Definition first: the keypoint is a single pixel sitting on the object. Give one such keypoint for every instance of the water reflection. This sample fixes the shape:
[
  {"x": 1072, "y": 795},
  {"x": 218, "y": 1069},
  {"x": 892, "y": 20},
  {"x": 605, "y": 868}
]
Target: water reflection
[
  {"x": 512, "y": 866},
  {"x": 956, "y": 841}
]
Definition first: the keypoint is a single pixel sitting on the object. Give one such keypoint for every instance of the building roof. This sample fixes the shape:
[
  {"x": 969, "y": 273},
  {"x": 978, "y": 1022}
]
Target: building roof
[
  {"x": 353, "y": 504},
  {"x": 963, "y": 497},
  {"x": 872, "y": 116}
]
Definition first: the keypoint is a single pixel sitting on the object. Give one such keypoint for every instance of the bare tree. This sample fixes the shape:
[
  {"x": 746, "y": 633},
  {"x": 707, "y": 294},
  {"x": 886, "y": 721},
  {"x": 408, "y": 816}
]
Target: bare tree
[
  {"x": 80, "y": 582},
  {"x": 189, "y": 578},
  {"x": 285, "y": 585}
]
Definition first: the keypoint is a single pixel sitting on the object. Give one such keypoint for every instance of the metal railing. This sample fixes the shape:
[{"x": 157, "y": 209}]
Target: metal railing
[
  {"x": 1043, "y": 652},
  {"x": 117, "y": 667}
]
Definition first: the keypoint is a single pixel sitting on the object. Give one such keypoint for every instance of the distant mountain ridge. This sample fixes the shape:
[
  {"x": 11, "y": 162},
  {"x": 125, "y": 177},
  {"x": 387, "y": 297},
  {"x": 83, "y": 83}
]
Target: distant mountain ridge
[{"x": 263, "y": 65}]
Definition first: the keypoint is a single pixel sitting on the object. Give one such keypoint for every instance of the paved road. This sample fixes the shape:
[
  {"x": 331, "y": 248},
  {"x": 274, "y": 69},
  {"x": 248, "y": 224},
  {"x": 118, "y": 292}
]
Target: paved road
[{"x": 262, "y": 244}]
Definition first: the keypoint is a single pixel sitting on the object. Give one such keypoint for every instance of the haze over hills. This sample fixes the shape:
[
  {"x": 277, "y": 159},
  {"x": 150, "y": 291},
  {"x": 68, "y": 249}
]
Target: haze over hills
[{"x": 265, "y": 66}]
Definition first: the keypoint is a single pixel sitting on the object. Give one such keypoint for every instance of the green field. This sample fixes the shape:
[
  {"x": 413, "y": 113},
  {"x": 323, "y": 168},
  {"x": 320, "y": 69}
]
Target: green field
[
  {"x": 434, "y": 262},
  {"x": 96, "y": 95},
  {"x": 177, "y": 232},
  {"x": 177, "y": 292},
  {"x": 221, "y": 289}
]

■ Exercise task ■
Write out the listing once more, matching it exactly.

■ Written reply ■
Definition first: the keypoint is a single pixel sitting on the object. Give one such keypoint for every instance of the water reflection. This sample fixes the shape:
[
  {"x": 1072, "y": 795},
  {"x": 218, "y": 1069},
  {"x": 892, "y": 20},
  {"x": 605, "y": 868}
]
Target: water reflection
[
  {"x": 512, "y": 866},
  {"x": 956, "y": 841}
]
Definition first: the keypoint is a single pixel sitting on the object. Give one such keypoint for every instance of the building roof. This sample fixes the shape:
[
  {"x": 969, "y": 273},
  {"x": 978, "y": 1022}
]
Target: building roof
[
  {"x": 353, "y": 504},
  {"x": 963, "y": 497},
  {"x": 872, "y": 116}
]
Definition first: the keypoint is a single pixel sitting on the object. Give one such keypoint for every instance of the bare tree. This sample fixes the shape:
[
  {"x": 746, "y": 633},
  {"x": 707, "y": 294},
  {"x": 886, "y": 721},
  {"x": 408, "y": 816}
]
Target: bare tree
[
  {"x": 80, "y": 582},
  {"x": 189, "y": 578},
  {"x": 285, "y": 585}
]
Definition first: the keypoint is a single pixel sitting on the object. Give one such keypoint for every instance of the metal railing. This sample fixes the shape:
[{"x": 157, "y": 209}]
Target: metal railing
[
  {"x": 1043, "y": 652},
  {"x": 117, "y": 667}
]
Definition first: the keypoint is a single pixel sitting on the object. Give one such keypoint for every instance of the distant mountain ridge. This sample fixes the shape:
[
  {"x": 11, "y": 162},
  {"x": 125, "y": 177},
  {"x": 387, "y": 297},
  {"x": 83, "y": 83}
]
Target: distant mountain ridge
[{"x": 263, "y": 65}]
Definition first: the keypoint is a single pixel sitting on the object. Give one such keypoint for every instance of the paved road. This sample fixes the shape:
[
  {"x": 331, "y": 248},
  {"x": 274, "y": 69},
  {"x": 248, "y": 224},
  {"x": 118, "y": 292}
]
Target: paved road
[{"x": 262, "y": 244}]
Definition first: the keypoint is a single pixel sitting on the object. Give one such keypoint for every instance of the haze over hills. This sample fixes the shape:
[
  {"x": 277, "y": 159},
  {"x": 150, "y": 291},
  {"x": 68, "y": 249}
]
Target: haze over hills
[{"x": 265, "y": 66}]
Definition first: the keypoint is a single pixel sitting on the object. Give one such keypoint for every instance of the green field. This sample fixes the shape:
[
  {"x": 413, "y": 113},
  {"x": 323, "y": 168},
  {"x": 320, "y": 69}
]
Target: green field
[
  {"x": 434, "y": 262},
  {"x": 96, "y": 95},
  {"x": 177, "y": 232},
  {"x": 177, "y": 292},
  {"x": 221, "y": 289}
]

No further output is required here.